### Work task
Transcribe the data that follows without changing a word, and omit the pictures.

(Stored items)
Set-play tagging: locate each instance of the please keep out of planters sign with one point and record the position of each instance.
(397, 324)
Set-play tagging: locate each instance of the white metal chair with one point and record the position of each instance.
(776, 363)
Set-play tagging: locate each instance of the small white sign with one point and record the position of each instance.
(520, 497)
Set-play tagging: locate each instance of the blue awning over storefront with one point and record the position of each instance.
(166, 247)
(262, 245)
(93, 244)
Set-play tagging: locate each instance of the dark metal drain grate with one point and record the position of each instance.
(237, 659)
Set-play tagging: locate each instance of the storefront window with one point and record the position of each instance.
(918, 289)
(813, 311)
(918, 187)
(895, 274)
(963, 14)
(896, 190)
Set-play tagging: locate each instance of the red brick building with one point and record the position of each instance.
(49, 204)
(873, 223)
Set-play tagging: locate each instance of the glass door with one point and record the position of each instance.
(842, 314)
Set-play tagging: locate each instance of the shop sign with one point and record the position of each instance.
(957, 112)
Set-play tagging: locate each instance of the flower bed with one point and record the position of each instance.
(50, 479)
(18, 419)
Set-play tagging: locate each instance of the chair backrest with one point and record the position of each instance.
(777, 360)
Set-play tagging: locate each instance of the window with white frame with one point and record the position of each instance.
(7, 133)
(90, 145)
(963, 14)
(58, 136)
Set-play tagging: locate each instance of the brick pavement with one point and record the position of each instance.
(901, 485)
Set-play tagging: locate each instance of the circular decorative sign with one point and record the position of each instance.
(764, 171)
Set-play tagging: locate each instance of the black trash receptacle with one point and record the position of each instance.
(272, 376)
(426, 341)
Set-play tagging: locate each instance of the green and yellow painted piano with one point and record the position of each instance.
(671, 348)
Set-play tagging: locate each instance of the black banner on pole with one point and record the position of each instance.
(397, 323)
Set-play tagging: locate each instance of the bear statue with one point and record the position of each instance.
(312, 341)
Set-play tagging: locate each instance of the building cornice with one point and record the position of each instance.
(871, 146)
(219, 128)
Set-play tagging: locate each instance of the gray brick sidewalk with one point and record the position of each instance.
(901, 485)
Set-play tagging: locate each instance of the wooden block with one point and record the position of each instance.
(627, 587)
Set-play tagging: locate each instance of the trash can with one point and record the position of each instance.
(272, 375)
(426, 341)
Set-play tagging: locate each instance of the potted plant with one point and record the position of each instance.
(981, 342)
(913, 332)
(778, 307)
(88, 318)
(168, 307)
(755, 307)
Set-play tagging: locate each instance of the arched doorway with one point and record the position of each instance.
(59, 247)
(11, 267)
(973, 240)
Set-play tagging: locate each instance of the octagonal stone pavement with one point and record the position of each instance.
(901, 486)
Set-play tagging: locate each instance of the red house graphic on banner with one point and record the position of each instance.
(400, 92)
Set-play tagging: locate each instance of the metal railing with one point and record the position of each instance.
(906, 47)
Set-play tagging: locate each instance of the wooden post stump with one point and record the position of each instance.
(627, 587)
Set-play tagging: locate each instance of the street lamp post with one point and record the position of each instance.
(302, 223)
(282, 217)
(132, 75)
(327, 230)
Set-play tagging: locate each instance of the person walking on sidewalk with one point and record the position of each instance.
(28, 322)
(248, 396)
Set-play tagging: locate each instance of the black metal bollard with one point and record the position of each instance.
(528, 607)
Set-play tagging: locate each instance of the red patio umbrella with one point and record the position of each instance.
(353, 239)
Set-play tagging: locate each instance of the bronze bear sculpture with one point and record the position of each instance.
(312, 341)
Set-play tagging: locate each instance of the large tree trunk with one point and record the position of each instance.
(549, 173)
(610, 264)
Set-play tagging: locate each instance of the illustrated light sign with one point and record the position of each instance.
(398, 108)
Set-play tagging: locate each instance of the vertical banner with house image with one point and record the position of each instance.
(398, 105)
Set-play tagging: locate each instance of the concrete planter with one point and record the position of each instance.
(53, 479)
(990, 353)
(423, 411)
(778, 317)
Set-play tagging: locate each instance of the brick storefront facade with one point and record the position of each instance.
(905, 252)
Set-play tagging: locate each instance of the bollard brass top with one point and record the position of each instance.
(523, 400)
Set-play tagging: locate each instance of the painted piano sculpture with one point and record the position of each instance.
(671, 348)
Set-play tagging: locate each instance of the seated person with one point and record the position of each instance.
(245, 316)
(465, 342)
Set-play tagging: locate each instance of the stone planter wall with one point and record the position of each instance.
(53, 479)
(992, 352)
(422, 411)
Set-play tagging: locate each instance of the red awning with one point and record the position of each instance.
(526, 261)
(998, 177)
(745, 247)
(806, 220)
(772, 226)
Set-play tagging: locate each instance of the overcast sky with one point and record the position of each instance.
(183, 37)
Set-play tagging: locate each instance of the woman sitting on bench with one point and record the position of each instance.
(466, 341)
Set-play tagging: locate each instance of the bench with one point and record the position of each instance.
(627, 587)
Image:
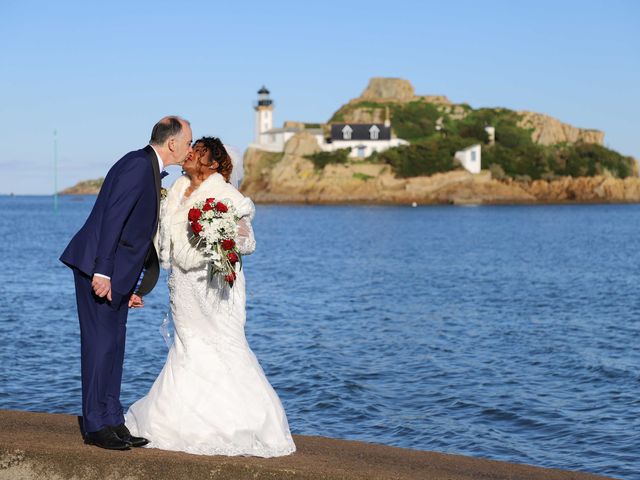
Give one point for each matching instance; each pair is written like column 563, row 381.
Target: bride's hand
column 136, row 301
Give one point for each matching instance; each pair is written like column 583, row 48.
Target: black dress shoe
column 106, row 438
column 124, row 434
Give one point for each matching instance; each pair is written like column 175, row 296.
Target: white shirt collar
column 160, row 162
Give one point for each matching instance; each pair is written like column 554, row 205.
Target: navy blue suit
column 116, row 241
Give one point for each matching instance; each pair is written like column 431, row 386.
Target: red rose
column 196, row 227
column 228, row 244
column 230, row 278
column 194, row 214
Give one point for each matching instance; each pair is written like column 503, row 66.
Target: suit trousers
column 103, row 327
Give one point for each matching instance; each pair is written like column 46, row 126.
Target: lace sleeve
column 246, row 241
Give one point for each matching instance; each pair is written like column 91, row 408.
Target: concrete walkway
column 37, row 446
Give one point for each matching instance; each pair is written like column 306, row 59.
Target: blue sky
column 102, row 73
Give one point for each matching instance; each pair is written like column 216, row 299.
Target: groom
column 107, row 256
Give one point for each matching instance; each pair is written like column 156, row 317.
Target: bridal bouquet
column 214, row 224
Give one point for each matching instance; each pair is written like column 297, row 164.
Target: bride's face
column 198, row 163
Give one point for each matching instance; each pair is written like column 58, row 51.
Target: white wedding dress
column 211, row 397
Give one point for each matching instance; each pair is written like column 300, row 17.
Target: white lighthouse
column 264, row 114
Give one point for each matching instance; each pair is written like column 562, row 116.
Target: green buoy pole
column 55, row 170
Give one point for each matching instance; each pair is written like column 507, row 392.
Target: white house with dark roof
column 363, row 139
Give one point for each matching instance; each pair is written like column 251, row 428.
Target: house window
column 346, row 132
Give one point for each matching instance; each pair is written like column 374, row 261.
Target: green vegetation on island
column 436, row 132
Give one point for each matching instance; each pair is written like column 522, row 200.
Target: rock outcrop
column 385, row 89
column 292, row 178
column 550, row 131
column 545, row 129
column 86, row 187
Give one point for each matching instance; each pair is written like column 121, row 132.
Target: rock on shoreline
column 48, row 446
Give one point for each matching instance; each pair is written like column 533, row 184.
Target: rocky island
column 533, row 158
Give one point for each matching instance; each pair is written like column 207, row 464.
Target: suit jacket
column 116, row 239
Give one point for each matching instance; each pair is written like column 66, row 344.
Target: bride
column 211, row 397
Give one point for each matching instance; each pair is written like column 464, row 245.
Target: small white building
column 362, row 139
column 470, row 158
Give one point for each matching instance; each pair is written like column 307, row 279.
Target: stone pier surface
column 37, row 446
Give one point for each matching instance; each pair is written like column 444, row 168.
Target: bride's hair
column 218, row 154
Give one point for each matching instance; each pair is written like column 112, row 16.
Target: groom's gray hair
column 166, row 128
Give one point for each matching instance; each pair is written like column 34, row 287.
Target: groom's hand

### Output of the task
Set-play tagging: locate each instance of the please keep out of planters sign with one point and record the position of each instance.
(397, 324)
Set-play tagging: locate each instance of the white metal chair with one point and record the position of each instance.
(776, 363)
Set-play tagging: locate each instance of the small white sign with one point and record the position of each instance.
(520, 497)
Set-play tagging: locate each instance of the blue awning over storefront with one point and record the position of each instance.
(166, 247)
(262, 245)
(93, 244)
Set-play tagging: locate each instance of the dark metal drain grate with one point and record the position of each instance.
(237, 659)
Set-play tagging: locate each instance of the storefront window with one point and record the position of each instance.
(918, 289)
(813, 311)
(918, 187)
(895, 274)
(963, 14)
(896, 190)
Set-play tagging: locate each instance of the red brick building with one point and record the position of each instance.
(49, 204)
(873, 223)
Set-play tagging: locate each instance of the glass door with one point and record the position of each instance.
(842, 314)
Set-play tagging: locate each instance of the shop sign with one point and record the position of each instance.
(957, 112)
Set-play tagging: locate each instance of the flower bed with one point and record the position of each instance.
(50, 479)
(18, 419)
Set-play tagging: locate each instance of the chair backrest with one point and record the position of each instance.
(777, 360)
Set-play tagging: locate each instance of the window with white frame with one point and record the position of each instance.
(7, 133)
(90, 145)
(963, 14)
(58, 136)
Set-play tagging: locate each instance of the brick pavement with one point and record the position of each instance.
(901, 485)
Set-play tagging: locate each instance of the circular decorative sign with one point and record the position of each instance.
(764, 171)
Set-play tagging: locate each instance of the black trash receptacle with one point and record the position of each instance.
(272, 376)
(426, 341)
Set-play tagging: locate each instance of the green and yellow painted piano with one point and record the position of each instance.
(671, 348)
Set-play tagging: locate each instance of the black banner on pole with one point and record the position of each instance.
(397, 323)
Set-play tagging: locate each instance of the bear statue with one point and record the position of each instance.
(312, 341)
Set-play tagging: locate each instance of the building cornice with one point and record the position of each instance.
(871, 146)
(219, 128)
Set-play tagging: locate each instance of the gray brick sidewalk with one point and record the position of each instance.
(901, 485)
Set-play tagging: locate each instance of the wooden block with one point and record the position of each instance.
(627, 587)
Set-play tagging: locate each instance of the trash can with one point and record the position of each instance.
(272, 375)
(426, 341)
Set-play tagging: locate each instance of the potted plant with one point and record the position of each instance.
(981, 342)
(913, 332)
(778, 307)
(88, 318)
(168, 307)
(755, 307)
Set-play tagging: locate each instance of the arched doorway with one point and record the position of each instance.
(59, 247)
(11, 267)
(973, 240)
Set-play tagging: locate each instance of the octagonal stone pavement with one point and record the position of each instance.
(901, 486)
Set-play tagging: locate each instance of the red house graphic on banner with one point and record the position of each instance.
(400, 92)
Set-play tagging: locate each instance of the metal railing with one point and record the position of each instance.
(906, 47)
Set-play tagging: locate each instance of the wooden post stump with one point and record the position of each instance.
(627, 587)
Set-play tagging: locate each instance of the street lamp post with one point and record the position of each instance.
(302, 223)
(282, 217)
(132, 75)
(327, 230)
Set-play tagging: locate each instance of the person walking on sidewalk with one point and record the position of each instance.
(28, 322)
(248, 396)
Set-play tagging: locate each instance of the black metal bollard with one point and record the position of each instance.
(528, 607)
Set-play tagging: locate each instance of the red patio umbrella with one point and record the position of each instance.
(353, 239)
Set-play tagging: locate each instance of the bronze bear sculpture with one point and record the position of each instance.
(312, 341)
Set-play tagging: locate each instance of the large tree trunk with one point and record the position of each instance.
(549, 173)
(610, 264)
Set-play tagging: locate each instance of the illustrated light sign with one point and record the position of each instance.
(398, 108)
Set-play tagging: locate each instance of the vertical banner with house image with one point and record the position of each instance.
(398, 105)
Set-play tagging: locate each instance of the concrete planter with one point and record the position of each instance.
(53, 479)
(990, 353)
(423, 411)
(778, 317)
Set-play tagging: locate each instance of the brick storefront facade with one point and record the position of each instance.
(905, 252)
Set-play tagging: locate each instance of the bollard brass top with one point and record the position of each instance.
(523, 400)
Set-play tagging: locate each instance of the painted piano sculpture with one point and record the position of each instance.
(671, 348)
Set-play tagging: locate each instance of the seated person with one point and record the position of each instance.
(245, 316)
(465, 342)
Set-play tagging: locate each instance of the stone planter wall with one point and record the position of each instance.
(53, 479)
(992, 352)
(422, 411)
Set-play tagging: locate each instance of the red awning with one point and record the position of each instance.
(526, 261)
(998, 177)
(745, 247)
(806, 220)
(772, 226)
Set-play tagging: locate each instance of the overcast sky with one point and record the position of each instance.
(183, 37)
Set-play tagging: locate each instance of the woman sitting on bench with one point and record the position of each instance.
(466, 341)
Set-play tagging: locate each instance of the bench with one point and record the position of each instance.
(627, 587)
Image:
Give one point for each matching instance; each pair is written like column 563, row 381.
Target: bride's hand
column 136, row 301
Give one point for each matching instance; each pair is written like column 583, row 48.
Target: black dress shoe
column 106, row 438
column 124, row 434
Give one point for each matching instance; each pair is written like column 175, row 296.
Target: white shirt collar
column 160, row 162
Give one point for each matching instance; each pair is written like column 554, row 205.
Target: navy blue suit
column 116, row 241
Give one point for each matching instance; each pair is written like column 431, row 386.
Target: red rose
column 196, row 227
column 228, row 244
column 230, row 278
column 194, row 214
Give one point for each matching instance; each pair is written like column 503, row 66.
Target: suit trousers
column 103, row 327
Give one point for each matching instance; each pair is written like column 46, row 126.
Target: lace sleeve
column 246, row 241
Give one point for each matching instance; each pair is written like column 91, row 408.
Target: concrete walkway
column 37, row 446
Give one point for each matching instance; each pair is written like column 306, row 59.
Target: blue sky
column 102, row 73
Give one point for each matching instance; each pair is written like column 216, row 299.
Target: groom
column 107, row 256
Give one point for each matching instance; each pair is written like column 156, row 317.
Target: bridal bouquet
column 214, row 224
Give one point for each matching instance; each pair is written like column 297, row 164.
Target: bride's face
column 198, row 163
Give one point for each matching instance; each pair is written like column 58, row 51.
Target: white wedding dress
column 211, row 397
Give one point for each matching instance; each pair is written like column 300, row 17.
Target: white lighthouse
column 264, row 114
Give one point for each matching instance; each pair is written like column 562, row 116.
Target: green buoy pole
column 55, row 170
Give one point for each matching instance; each pair is written like column 507, row 392.
Target: white house with dark roof
column 363, row 139
Give one point for each matching instance; each pair is written like column 251, row 428.
Target: house window
column 346, row 132
Give one point for each matching instance; each pair is written like column 374, row 261.
Target: green vegetation on island
column 436, row 132
Give one point for each matching instance; each pair is written like column 522, row 200.
Target: rock outcrop
column 385, row 89
column 292, row 178
column 550, row 131
column 545, row 129
column 86, row 187
Give one point for each matching instance; each pair is written like column 121, row 132.
Target: rock on shoreline
column 48, row 446
Give one point for each matching instance; each pair is written like column 533, row 184.
Target: rocky island
column 533, row 158
Give one point for each matching instance; each pair is written like column 207, row 464.
Target: suit jacket
column 116, row 239
Give one point for each matching instance; each pair is written like column 66, row 344.
Target: bride
column 211, row 397
Give one point for each matching instance; each pair is written like column 464, row 245.
Target: small white building
column 362, row 139
column 470, row 158
Give one point for each matching instance; each pair is written like column 307, row 279.
Target: stone pier surface
column 37, row 446
Give one point for each matching instance; each pair is written like column 444, row 168.
Target: bride's hair
column 218, row 154
Give one point for each matching instance; each pair is written like column 112, row 16.
Target: groom's gray hair
column 166, row 128
Give one point for each matching instance; each pair is written like column 34, row 287.
Target: groom's hand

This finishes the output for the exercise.